- Directions for this task
Images do not belong in the copy. Retype the entries exactly.

[Photo-based referring expression data]
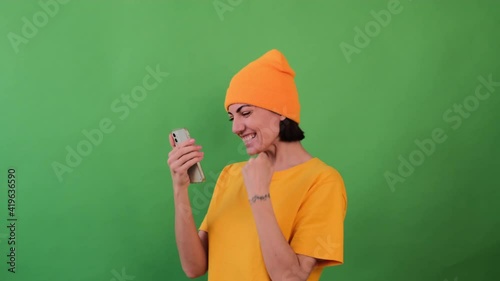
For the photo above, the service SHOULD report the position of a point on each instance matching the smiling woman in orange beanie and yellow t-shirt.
(277, 216)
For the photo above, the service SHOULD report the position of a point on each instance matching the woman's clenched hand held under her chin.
(257, 175)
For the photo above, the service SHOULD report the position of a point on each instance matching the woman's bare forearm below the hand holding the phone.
(191, 251)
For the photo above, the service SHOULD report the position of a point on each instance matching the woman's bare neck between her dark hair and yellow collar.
(289, 154)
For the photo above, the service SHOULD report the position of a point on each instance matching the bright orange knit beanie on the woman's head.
(267, 82)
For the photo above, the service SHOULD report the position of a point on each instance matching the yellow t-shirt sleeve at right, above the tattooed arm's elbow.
(318, 229)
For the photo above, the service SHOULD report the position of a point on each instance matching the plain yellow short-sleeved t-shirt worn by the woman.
(309, 202)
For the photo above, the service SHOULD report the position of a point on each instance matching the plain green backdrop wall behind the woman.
(114, 210)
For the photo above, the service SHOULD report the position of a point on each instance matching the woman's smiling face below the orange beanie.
(257, 127)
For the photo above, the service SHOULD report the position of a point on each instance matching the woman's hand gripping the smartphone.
(180, 159)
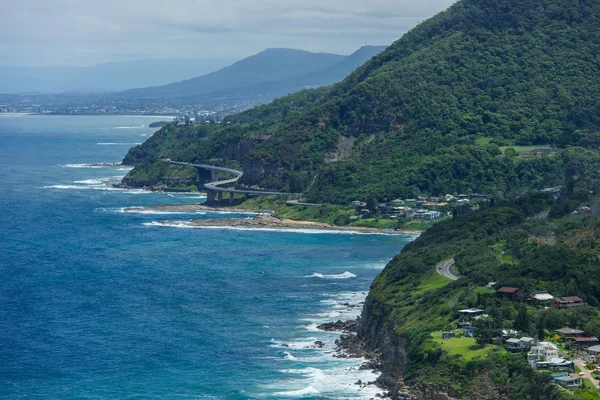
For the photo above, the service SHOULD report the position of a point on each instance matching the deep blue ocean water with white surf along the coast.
(97, 303)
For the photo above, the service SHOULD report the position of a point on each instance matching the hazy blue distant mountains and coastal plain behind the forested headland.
(246, 83)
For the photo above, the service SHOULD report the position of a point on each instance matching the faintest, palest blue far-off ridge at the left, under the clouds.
(113, 76)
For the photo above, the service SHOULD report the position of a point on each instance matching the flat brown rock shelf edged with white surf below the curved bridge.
(264, 220)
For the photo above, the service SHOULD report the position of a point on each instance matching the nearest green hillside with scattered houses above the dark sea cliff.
(410, 304)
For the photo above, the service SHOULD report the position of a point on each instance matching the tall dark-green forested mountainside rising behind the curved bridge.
(444, 109)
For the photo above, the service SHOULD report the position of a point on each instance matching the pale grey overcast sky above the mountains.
(84, 32)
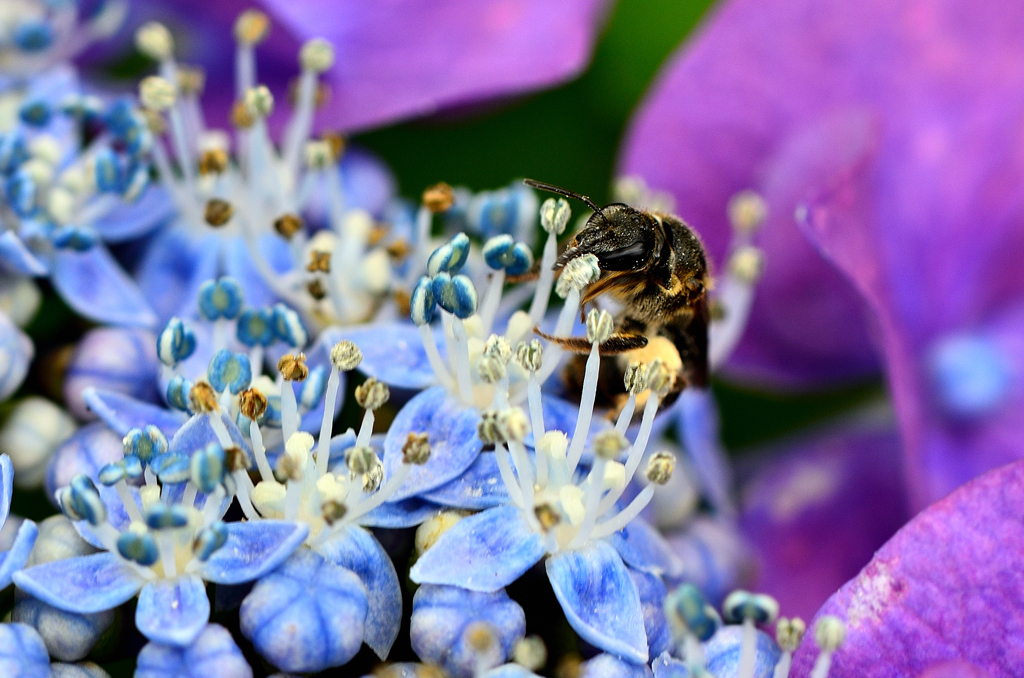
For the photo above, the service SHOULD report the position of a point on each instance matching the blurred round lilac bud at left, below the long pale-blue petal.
(122, 361)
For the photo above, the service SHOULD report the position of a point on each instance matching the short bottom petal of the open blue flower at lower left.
(173, 612)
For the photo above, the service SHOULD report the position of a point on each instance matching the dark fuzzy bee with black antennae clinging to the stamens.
(655, 267)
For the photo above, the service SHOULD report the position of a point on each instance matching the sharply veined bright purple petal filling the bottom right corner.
(947, 587)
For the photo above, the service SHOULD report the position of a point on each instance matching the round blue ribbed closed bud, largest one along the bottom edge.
(308, 616)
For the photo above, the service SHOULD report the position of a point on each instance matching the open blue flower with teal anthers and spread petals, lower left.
(160, 548)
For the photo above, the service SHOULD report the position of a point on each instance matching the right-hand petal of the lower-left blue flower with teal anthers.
(253, 549)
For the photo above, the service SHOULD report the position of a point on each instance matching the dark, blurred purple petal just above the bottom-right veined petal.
(818, 512)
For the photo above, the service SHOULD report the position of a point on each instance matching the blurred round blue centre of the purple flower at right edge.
(971, 375)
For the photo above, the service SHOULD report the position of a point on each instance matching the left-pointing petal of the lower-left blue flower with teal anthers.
(86, 584)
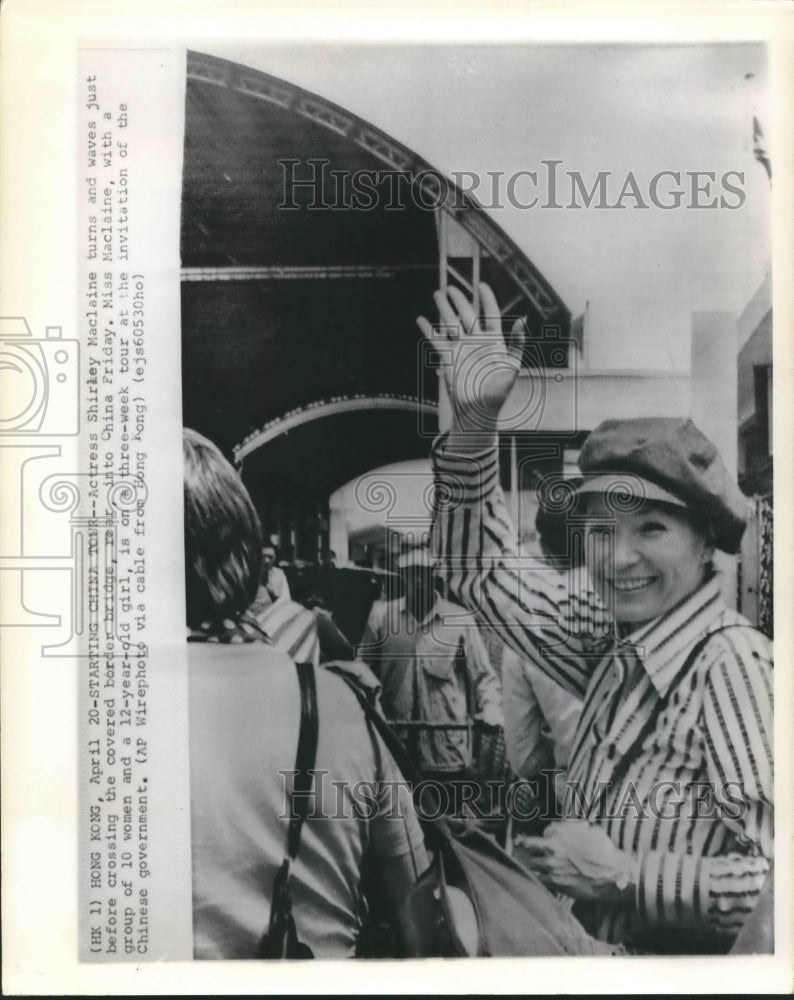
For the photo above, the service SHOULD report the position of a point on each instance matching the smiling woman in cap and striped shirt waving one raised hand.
(666, 840)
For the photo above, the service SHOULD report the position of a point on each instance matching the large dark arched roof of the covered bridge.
(297, 300)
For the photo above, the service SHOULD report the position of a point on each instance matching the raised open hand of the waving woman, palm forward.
(480, 365)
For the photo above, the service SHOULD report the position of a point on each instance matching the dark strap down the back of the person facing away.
(280, 940)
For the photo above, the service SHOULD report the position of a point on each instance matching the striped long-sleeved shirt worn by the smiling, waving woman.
(694, 802)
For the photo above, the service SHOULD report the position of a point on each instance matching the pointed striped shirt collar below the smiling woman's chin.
(664, 643)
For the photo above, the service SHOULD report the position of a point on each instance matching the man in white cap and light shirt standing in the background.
(431, 661)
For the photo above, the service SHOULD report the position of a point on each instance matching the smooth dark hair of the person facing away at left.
(223, 537)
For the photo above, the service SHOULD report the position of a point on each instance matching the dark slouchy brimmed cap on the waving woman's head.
(670, 460)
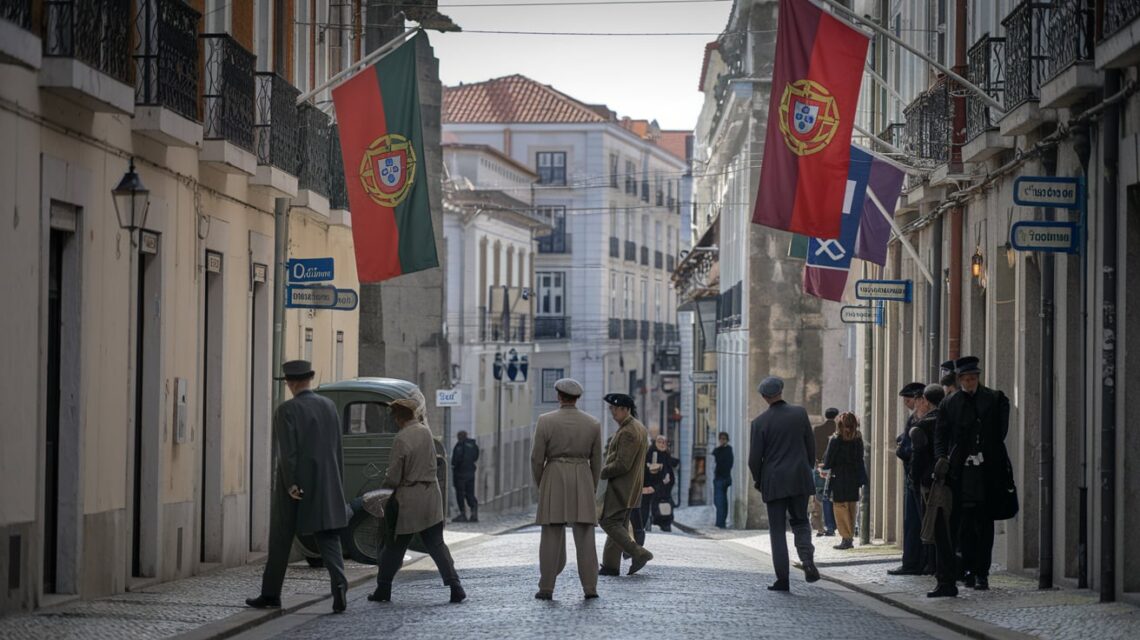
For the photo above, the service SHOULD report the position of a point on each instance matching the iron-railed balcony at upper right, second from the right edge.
(1069, 39)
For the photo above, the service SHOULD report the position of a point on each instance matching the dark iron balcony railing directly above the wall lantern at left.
(167, 56)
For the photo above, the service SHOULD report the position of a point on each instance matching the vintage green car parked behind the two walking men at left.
(368, 443)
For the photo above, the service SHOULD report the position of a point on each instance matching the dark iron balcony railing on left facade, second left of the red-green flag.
(227, 91)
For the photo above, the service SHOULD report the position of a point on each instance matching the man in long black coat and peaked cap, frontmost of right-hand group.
(970, 444)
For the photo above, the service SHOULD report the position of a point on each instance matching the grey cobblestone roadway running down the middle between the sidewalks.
(695, 588)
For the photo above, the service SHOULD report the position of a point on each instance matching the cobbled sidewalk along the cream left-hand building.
(213, 605)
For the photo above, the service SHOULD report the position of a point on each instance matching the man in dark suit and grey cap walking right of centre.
(781, 459)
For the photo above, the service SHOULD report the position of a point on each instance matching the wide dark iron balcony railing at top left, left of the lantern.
(96, 33)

- Solution below
For the photo above, the service SHOULD report the position of a point on each instance matching the smiling woman in orange beanie and yellow t-shirt.
(277, 216)
For the photo above, the service SHOULD report the position of a point on each instance matching the woman's clenched hand held under her chin.
(257, 175)
For the photo above, the service SHOULD report the position of a point on each instance matching the woman's bare forearm below the hand holding the phone.
(191, 251)
For the photo above, the service SHOULD report the position of a point on each instance matching the woman's bare neck between her dark hair and yellow collar.
(289, 154)
For the photo above, the service SHOULD report the position of a point on each instance matching the bright orange knit beanie on the woman's head.
(267, 82)
For the photo above, the service SHOULD report the position of a point on each instance matching the yellow t-shirt sleeve at right, above the tattooed arm's elbow.
(318, 229)
For the photo above, the service SHOULD report the position of a point on each instance matching the plain yellow short-sleeved t-shirt worn by the woman.
(309, 202)
For the photo above, the service SHOULD report the position of a point on each instance matching the plain green backdrop wall behind the woman.
(114, 210)
For the photo above, the service SHOULD report the position of a point on each instance matching the woman's smiling face below the orange beanie.
(257, 127)
For the photo above, the service SHOULD report the position of a point on each instance matching the woman's hand gripping the smartphone.
(180, 159)
For the photo above, the service SHOULD report the position of a point on each instance matching the deep blue ocean water with white surf along the coast.
(97, 303)
For the photo above, the service SHOULD report the position of a point on each instance matching the hazy blue distant mountains and coastal plain behind the forested headland.
(246, 83)
For the photo above, the service SHOULD report the position of a point on each instance matching the faintest, palest blue far-off ridge at the left, under the clouds.
(113, 76)
For the photo above, the service SHOULD report the position of a point on each instance matching the flat brown rock shelf edged with white surf below the curved bridge.
(264, 220)
For the photo above, the service SHOULD report the position of a point on each instance matching the nearest green hillside with scattered houses above the dark sea cliff.
(410, 304)
For the photo above, the service SHOULD report the position of a point on each instance matching the tall dark-green forested mountainside rising behind the curved bridge.
(444, 109)
For the photo above, the service SHOULD report the position of a point on each instance matching the pale grey overcast sky above the mountains.
(84, 32)
For the photo above, the service SHOULD report the position of a point on each instance matching the blurred round lilac bud at left, below the long pale-blue petal.
(122, 361)
For the photo above, the service SHOULD report the position of a point on each instance matching the short bottom petal of the open blue flower at lower left.
(173, 612)
For the photo above, the service SHOULD report the position of a point on each instance matching the dark fuzzy bee with black antennae clinging to the stamens.
(655, 267)
For the photo above, the service SHOULD report the position of a point on each instance matching the sharply veined bright purple petal filling the bottom right corner.
(947, 587)
For the photo above, the service SHOULD report the position of a point on each instance matching the round blue ribbed closed bud, largest one along the bottom edge.
(308, 616)
For the photo above, the service SHOULD report the position of a point on each instance matching the open blue flower with teal anthers and spread petals, lower left.
(160, 548)
For the photo above, the service SHOULD report the position of a point on each instance matching the right-hand petal of the lower-left blue flower with teal anthers.
(253, 549)
For the photo above, the service SHOULD report the position of a point on each instance matching the dark, blurred purple petal just above the bottom-right veined petal.
(818, 512)
For the photo above, the service SHOULD report the position of a point on each instance matching the blurred round blue centre of the purple flower at right edge.
(971, 375)
For the photo above, the service SHOULD report the position of a point on each instance matching the left-pointing petal of the lower-left blue flower with teal anthers.
(86, 584)
For the photo above, the service SHOULD report the position of a point on each instance matching the smiling woman in cap and striped shirt waving one raised hand.
(666, 840)
For the photo above, the service SHOULD report the position of a point on each instance matching the large dark arched roof of the covered bridge.
(297, 300)
For the photo above, the service SHOULD report the position of a point on each instance matching the raised open hand of the waving woman, palm forward.
(480, 365)
For the photo above, the service SHOULD report the position of a point on each instance matching the dark strap down the back of the person facing away.
(280, 940)
For the photo above, the service SHOULD report the position of a point on each instance matching the striped long-sleeved shirt worn by the smiling, waving woman.
(694, 802)
For the photo above, the service SHOULD report the position of a point on each instance matching the pointed striped shirt collar below the smiling woman's chin.
(664, 643)
For the photo above, the service SHOULD report the position of a point on each instance matching the man in white cap and light shirt standing in the background.
(431, 661)
For the photo above, the service SHOULD report the position of a point on each instance matching the smooth dark hair of the person facing away at left.
(223, 537)
For the photo above, the service SHOULD report the position of a point on each instance matching the dark slouchy brimmed cap on the waving woman's head.
(670, 460)
For the photo above, the service SHOULD report the position of a point on each instance matching the iron-railed balcony at upper right, second from the right edge.
(1069, 39)
For the photo above, the service SHOULD report the position of a point on each instance matching the dark iron balcony railing directly above the wall lantern at left.
(167, 56)
For the photo above, the service SHOULD report the position of a point on each instance matching the vintage green car parked behind the two walking men at left.
(368, 443)
For the photo above, the service SHOULD report the position of a point on each instance matching the dark iron balcony railing on left facade, second left of the red-green flag.
(227, 91)
For the photo above, the service SHOULD report the position of a point on each instance matching the man in long black coat and peaked cap, frontmost of right-hand group.
(970, 444)
For the photo above, the service SHOULD report the position of a point on each instance matching the grey cobblestone roadway running down the middle between the sidewalks.
(695, 588)
For the photo above, the service SHOULD report the position of a point on each instance matching the cobbled sidewalk along the cream left-hand building.
(213, 605)
For the photo above, the service SHOULD report the position of a point on each instance matching the man in dark suit and grey cap walking right of centre.
(781, 459)
For the photo above, the service SHOULD report the position of a point on each instance matching the wide dark iron balcony railing at top left, left of the lantern.
(96, 33)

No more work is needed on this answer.